* EXERCISE BRIEF
Transcribe the records below word for word, from their first line through the line that contains "(1023, 152)", including both.
====== EXERCISE INPUTS ======
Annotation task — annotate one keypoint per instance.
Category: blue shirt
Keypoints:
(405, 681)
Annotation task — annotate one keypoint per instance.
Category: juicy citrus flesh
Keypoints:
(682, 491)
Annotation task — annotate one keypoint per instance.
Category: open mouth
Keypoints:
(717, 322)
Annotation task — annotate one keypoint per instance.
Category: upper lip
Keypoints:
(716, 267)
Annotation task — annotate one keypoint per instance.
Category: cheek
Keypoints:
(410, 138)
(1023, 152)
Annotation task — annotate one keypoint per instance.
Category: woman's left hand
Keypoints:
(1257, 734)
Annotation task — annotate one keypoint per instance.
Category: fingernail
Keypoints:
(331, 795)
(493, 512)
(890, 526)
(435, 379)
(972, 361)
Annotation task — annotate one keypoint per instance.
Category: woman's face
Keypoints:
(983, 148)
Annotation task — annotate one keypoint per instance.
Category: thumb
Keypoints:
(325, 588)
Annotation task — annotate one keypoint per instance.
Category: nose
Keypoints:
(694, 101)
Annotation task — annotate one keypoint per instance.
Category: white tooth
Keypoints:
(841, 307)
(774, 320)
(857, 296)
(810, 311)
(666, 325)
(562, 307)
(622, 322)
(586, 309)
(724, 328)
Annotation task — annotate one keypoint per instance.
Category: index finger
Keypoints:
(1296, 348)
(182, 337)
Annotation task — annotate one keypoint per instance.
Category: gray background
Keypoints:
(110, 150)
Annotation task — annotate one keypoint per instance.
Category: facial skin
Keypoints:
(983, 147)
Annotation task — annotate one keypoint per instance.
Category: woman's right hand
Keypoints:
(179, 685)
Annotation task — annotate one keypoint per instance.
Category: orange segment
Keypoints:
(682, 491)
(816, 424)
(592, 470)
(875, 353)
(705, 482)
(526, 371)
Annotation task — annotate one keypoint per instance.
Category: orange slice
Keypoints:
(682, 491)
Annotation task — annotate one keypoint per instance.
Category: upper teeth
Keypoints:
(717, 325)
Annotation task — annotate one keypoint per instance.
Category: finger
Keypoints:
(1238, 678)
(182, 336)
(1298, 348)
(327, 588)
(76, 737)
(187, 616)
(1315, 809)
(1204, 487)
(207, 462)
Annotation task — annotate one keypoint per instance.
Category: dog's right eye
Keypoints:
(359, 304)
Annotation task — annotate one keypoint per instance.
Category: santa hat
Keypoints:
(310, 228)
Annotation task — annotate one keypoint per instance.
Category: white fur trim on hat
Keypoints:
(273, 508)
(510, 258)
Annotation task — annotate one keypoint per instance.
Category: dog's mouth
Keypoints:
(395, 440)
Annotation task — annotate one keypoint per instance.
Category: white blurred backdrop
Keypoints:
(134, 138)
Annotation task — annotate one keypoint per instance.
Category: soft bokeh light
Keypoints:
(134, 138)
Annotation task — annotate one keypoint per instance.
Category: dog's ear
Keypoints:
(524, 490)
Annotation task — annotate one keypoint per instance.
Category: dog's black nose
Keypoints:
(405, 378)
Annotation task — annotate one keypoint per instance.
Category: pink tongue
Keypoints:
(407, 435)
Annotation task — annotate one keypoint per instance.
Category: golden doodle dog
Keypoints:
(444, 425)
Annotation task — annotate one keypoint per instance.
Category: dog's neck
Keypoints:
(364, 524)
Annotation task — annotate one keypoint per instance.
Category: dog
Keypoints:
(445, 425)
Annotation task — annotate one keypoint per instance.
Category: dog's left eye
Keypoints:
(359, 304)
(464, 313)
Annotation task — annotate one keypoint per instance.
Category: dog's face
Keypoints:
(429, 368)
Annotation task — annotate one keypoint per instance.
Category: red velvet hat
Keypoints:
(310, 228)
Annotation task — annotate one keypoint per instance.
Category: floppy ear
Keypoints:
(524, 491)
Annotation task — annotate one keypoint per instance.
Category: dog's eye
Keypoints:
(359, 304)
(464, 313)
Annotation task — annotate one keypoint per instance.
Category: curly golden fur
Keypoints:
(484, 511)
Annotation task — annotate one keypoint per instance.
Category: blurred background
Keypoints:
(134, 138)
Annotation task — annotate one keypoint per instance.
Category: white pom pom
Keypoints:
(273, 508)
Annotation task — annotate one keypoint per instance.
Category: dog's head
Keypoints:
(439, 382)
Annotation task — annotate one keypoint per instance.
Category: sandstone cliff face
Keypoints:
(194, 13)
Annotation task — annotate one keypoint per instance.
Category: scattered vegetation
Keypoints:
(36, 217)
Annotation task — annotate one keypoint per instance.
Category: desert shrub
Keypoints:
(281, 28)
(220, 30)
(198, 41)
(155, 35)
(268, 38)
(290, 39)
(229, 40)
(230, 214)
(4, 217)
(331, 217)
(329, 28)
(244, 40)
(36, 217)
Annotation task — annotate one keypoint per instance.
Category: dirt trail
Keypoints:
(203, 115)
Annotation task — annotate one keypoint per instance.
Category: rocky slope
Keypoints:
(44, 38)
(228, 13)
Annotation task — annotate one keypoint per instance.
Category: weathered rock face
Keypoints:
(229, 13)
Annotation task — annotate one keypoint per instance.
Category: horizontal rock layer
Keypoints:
======
* SOLUTION BELOW
Annotation task — annotate one keypoint per instance.
Category: blue shirt
Keypoints:
(405, 681)
Annotation task — annotate one keypoint per instance.
Category: juicy citrus flesh
Keypoints:
(682, 491)
Annotation task — annotate one keypoint per instance.
Category: open mouth
Keypoints:
(717, 322)
Annotation task — annotate one keypoint per instance.
Category: upper lip
Keypoints:
(716, 267)
Annotation task — annotate one keypoint per instance.
Category: cheek
Keypoints:
(410, 138)
(1023, 152)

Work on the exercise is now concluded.